The expected result is an exact copy of the lines from the one holding "of the flowering" to the last line of the material, with pictures removed and nothing added.
++++++++++++++++++++
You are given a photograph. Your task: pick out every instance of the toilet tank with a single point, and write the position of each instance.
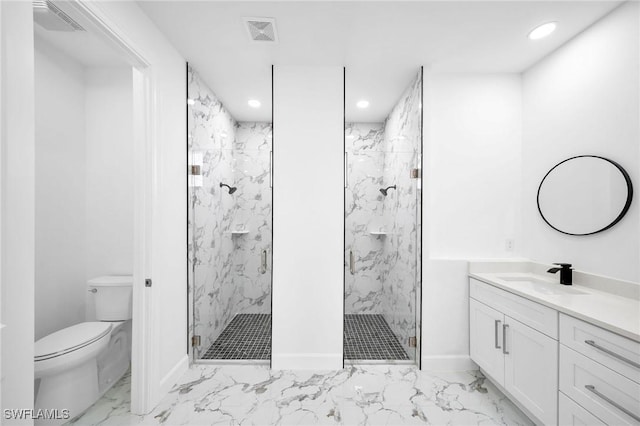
(113, 297)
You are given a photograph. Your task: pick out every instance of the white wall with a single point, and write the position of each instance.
(60, 238)
(308, 217)
(471, 160)
(166, 354)
(84, 183)
(18, 211)
(584, 99)
(109, 178)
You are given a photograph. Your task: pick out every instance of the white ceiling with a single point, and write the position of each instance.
(381, 43)
(84, 46)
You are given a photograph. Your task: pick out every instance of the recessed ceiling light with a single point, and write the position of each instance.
(542, 31)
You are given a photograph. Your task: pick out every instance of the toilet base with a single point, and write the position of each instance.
(74, 390)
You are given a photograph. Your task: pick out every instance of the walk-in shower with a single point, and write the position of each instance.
(230, 201)
(383, 152)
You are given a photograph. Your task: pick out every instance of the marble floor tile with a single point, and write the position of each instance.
(357, 395)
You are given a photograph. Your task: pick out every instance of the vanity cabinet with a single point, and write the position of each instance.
(599, 372)
(515, 342)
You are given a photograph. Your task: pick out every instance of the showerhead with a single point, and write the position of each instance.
(232, 189)
(384, 190)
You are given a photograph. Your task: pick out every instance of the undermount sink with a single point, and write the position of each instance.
(539, 285)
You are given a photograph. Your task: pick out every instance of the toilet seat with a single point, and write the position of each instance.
(70, 339)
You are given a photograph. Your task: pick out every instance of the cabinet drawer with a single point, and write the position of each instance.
(614, 351)
(573, 414)
(533, 314)
(600, 390)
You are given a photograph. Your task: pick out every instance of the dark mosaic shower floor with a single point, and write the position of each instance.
(368, 337)
(248, 336)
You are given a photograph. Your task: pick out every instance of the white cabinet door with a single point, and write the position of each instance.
(486, 339)
(531, 370)
(572, 414)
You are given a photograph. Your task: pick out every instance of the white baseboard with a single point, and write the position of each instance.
(448, 363)
(171, 378)
(313, 361)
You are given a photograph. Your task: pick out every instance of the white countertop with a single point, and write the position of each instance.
(610, 311)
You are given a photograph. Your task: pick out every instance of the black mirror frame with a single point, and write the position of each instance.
(624, 211)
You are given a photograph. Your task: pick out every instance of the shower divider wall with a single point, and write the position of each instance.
(229, 233)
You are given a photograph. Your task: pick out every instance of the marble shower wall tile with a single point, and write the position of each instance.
(364, 213)
(403, 144)
(226, 278)
(252, 211)
(386, 275)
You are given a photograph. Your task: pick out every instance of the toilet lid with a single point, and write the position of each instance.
(70, 339)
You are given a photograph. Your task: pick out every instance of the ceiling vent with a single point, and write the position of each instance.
(50, 17)
(261, 30)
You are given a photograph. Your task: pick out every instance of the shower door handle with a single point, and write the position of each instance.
(270, 169)
(346, 169)
(263, 258)
(352, 266)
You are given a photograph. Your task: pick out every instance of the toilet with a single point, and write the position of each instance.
(78, 364)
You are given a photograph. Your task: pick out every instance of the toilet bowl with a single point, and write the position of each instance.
(78, 364)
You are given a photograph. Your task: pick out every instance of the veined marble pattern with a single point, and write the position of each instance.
(386, 272)
(252, 211)
(358, 395)
(402, 141)
(364, 208)
(226, 275)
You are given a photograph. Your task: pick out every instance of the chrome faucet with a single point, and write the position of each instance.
(566, 275)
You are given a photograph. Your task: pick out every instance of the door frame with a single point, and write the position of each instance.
(144, 360)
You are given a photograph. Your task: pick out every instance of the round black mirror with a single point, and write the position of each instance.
(584, 195)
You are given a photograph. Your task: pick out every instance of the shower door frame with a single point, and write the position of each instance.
(191, 320)
(419, 240)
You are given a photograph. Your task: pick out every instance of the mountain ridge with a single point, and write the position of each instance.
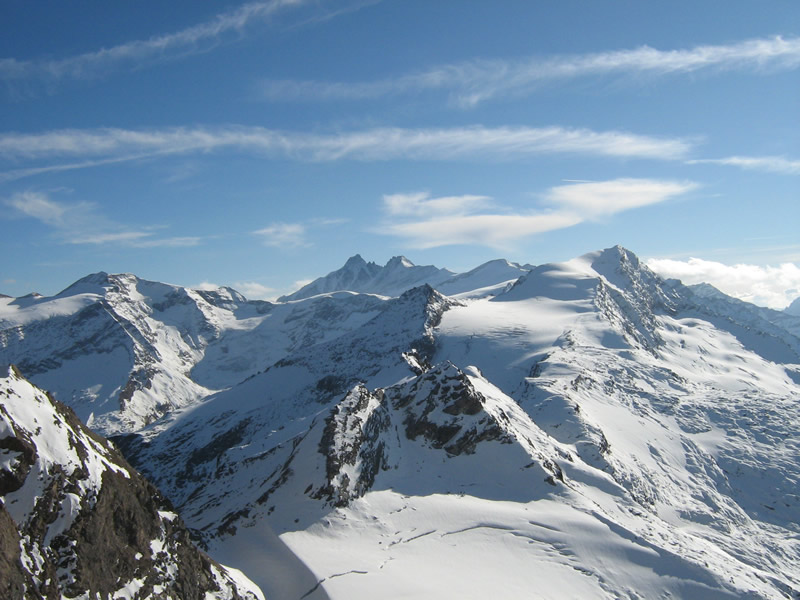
(620, 433)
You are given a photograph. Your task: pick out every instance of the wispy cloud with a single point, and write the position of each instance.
(770, 164)
(97, 147)
(428, 223)
(197, 38)
(775, 287)
(604, 198)
(283, 235)
(82, 223)
(472, 82)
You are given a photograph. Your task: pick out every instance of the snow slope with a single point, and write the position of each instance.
(77, 521)
(357, 275)
(591, 431)
(161, 347)
(581, 429)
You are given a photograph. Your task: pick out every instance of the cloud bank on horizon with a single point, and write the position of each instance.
(284, 127)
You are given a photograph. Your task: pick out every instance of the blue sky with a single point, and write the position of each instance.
(261, 144)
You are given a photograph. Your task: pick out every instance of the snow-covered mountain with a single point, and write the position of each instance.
(357, 275)
(581, 429)
(160, 346)
(78, 522)
(794, 308)
(593, 424)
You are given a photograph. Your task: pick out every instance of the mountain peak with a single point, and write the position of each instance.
(399, 261)
(398, 275)
(355, 261)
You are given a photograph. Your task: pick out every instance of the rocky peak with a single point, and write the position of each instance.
(399, 262)
(77, 520)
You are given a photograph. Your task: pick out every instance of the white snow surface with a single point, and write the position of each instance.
(584, 429)
(68, 464)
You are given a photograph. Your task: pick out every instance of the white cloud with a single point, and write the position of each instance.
(491, 230)
(283, 235)
(197, 38)
(421, 204)
(81, 223)
(604, 198)
(95, 147)
(38, 206)
(771, 164)
(426, 222)
(476, 81)
(774, 287)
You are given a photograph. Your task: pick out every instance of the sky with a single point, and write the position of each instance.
(259, 145)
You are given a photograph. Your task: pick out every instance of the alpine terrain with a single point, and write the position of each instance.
(585, 429)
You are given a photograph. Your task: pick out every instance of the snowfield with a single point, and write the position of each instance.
(583, 429)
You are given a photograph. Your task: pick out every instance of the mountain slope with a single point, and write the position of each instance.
(586, 429)
(357, 275)
(162, 347)
(77, 521)
(594, 424)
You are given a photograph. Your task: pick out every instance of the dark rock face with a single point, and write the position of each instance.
(77, 520)
(443, 407)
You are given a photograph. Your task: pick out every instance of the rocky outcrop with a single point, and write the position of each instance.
(78, 521)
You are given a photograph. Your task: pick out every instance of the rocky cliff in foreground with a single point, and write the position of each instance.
(76, 521)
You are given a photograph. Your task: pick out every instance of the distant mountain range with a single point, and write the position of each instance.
(580, 429)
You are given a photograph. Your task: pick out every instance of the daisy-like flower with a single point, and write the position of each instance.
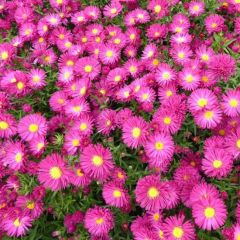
(88, 67)
(109, 54)
(159, 148)
(156, 31)
(98, 221)
(176, 227)
(37, 78)
(204, 54)
(222, 66)
(79, 179)
(114, 194)
(165, 75)
(96, 161)
(112, 10)
(106, 121)
(232, 143)
(217, 163)
(214, 23)
(196, 8)
(6, 53)
(202, 99)
(203, 191)
(53, 172)
(76, 107)
(16, 223)
(15, 155)
(181, 54)
(32, 126)
(231, 103)
(37, 146)
(135, 132)
(8, 125)
(208, 118)
(151, 193)
(189, 79)
(158, 7)
(209, 214)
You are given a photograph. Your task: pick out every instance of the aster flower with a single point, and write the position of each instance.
(8, 126)
(214, 23)
(87, 67)
(98, 221)
(151, 194)
(208, 118)
(96, 161)
(209, 214)
(53, 172)
(202, 99)
(37, 78)
(114, 194)
(222, 66)
(159, 148)
(176, 227)
(32, 126)
(217, 163)
(15, 155)
(135, 132)
(16, 223)
(231, 103)
(196, 8)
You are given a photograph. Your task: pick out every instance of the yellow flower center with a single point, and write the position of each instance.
(17, 223)
(153, 192)
(159, 146)
(88, 68)
(205, 57)
(167, 120)
(157, 9)
(109, 53)
(20, 85)
(33, 128)
(3, 125)
(36, 78)
(208, 115)
(117, 193)
(202, 102)
(178, 232)
(189, 78)
(77, 109)
(31, 205)
(113, 10)
(209, 212)
(136, 132)
(97, 160)
(75, 142)
(4, 55)
(55, 172)
(217, 163)
(18, 157)
(99, 221)
(233, 103)
(83, 126)
(79, 172)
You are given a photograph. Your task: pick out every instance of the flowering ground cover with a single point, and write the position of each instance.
(119, 120)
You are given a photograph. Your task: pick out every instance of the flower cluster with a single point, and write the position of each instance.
(120, 121)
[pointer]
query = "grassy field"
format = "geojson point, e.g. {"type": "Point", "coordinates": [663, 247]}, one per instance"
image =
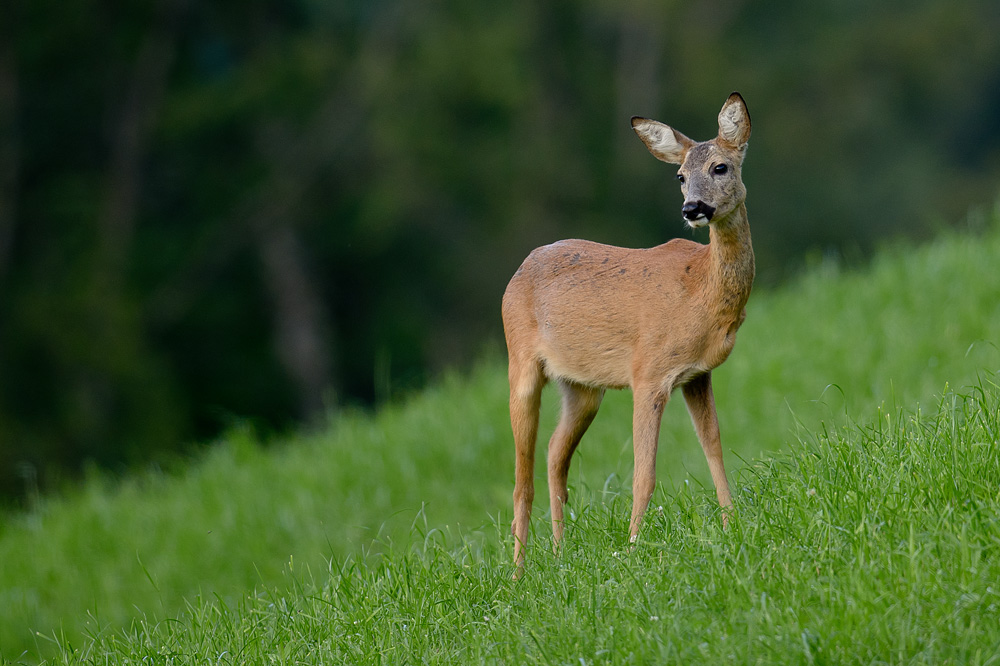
{"type": "Point", "coordinates": [867, 527]}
++++++++++++++++++++
Response to this task →
You are given a photograph. Your task: pick out every instance of the flowering ground cover with a single point, and write the position of each instance.
(119, 120)
You are given a photograph. Your task: pick out every instance of the flower cluster with a single point, and write the position of each instance.
(120, 121)
[pointer]
query = "grassy field"
format = "geojson point, e.g. {"type": "Point", "coordinates": [663, 247]}, one per instance"
image =
{"type": "Point", "coordinates": [867, 527]}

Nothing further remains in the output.